> _Records for this task_:
· · · · · · ·

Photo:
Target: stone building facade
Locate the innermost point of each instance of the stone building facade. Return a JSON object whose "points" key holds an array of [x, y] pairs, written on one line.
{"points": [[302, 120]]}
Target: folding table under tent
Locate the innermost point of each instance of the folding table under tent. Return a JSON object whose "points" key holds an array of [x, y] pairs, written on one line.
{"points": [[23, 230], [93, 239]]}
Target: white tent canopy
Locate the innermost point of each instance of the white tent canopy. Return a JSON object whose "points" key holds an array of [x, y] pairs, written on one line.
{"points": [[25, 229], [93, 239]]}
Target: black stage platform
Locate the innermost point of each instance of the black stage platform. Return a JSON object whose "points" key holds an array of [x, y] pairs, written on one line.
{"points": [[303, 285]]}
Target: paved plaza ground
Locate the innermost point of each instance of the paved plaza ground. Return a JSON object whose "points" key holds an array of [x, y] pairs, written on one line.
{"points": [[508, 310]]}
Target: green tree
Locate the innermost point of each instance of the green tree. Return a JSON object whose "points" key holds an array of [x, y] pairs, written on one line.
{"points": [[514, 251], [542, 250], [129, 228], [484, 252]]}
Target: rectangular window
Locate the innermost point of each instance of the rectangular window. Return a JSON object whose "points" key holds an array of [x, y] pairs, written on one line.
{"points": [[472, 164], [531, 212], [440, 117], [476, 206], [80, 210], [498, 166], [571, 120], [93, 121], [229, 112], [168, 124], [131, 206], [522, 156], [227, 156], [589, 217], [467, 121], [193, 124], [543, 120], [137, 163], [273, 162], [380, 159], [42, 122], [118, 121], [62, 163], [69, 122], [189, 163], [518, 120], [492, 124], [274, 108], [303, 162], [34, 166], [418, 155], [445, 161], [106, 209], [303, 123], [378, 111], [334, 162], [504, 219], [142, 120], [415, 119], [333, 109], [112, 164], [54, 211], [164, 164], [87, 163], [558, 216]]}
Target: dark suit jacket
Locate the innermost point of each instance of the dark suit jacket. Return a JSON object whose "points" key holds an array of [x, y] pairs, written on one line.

· · · · · · ·

> _What you need to do_: Copy every one of the records above word for word, changing nothing.

> _The result_:
Photo:
Target: stone building facade
Locate the innermost point of each instance of the stone building facade. Return a JSON object whose "points" key holds an array of [x, y] pairs, written on one line.
{"points": [[302, 120]]}
Target: folding table under tent
Locate the innermost point of each instance of the folding table under tent. Return a JSON object whose "points" key holds an array of [x, y] pairs, written on one line.
{"points": [[23, 230], [93, 239]]}
Target: white tent canopy
Locate the innermost point of each instance of the white tent canopy. Return a JSON object whose "points" key holds an array of [x, y] pairs, written on one line.
{"points": [[25, 229], [93, 239]]}
Target: black stage platform
Locate the innermost point of each instance of the black stage platform. Return a JSON object whose "points" key holds an array of [x, y] pairs, written on one line.
{"points": [[303, 285]]}
Target: paved plaza ground
Locate the innermost point of each instance of the paved plaza ground. Return a JSON object whose "points" key holds an array of [x, y] pairs, written on one line.
{"points": [[508, 310]]}
Target: green tree
Locate the innermost point of each instance of the green tree. Return a JSON object whose "points" key holds an array of [x, y] pairs, written on one line.
{"points": [[514, 251], [542, 250], [129, 228], [484, 252]]}
Target: rectangular window
Locate the innermost point of each instance of the rectangular window. Return a JSON object whose "points" key holds an array of [x, y] pairs, written on one line.
{"points": [[472, 164], [531, 212], [440, 117], [476, 206], [80, 210], [498, 166], [571, 120], [93, 121], [229, 112], [168, 124], [131, 206], [522, 156], [227, 156], [589, 217], [467, 121], [193, 124], [543, 120], [137, 163], [273, 162], [380, 159], [42, 122], [118, 121], [62, 163], [69, 122], [189, 163], [518, 120], [492, 124], [274, 108], [303, 162], [34, 166], [418, 155], [445, 161], [106, 209], [303, 123], [378, 111], [334, 162], [504, 219], [142, 120], [415, 119], [333, 109], [112, 164], [54, 211], [164, 164], [87, 163], [558, 216]]}
Target: dark suit jacket
Locate the innermost point of each instance of the dark suit jacket. Return a JSON object whose "points" key holds an array of [x, y] pairs, written on one line.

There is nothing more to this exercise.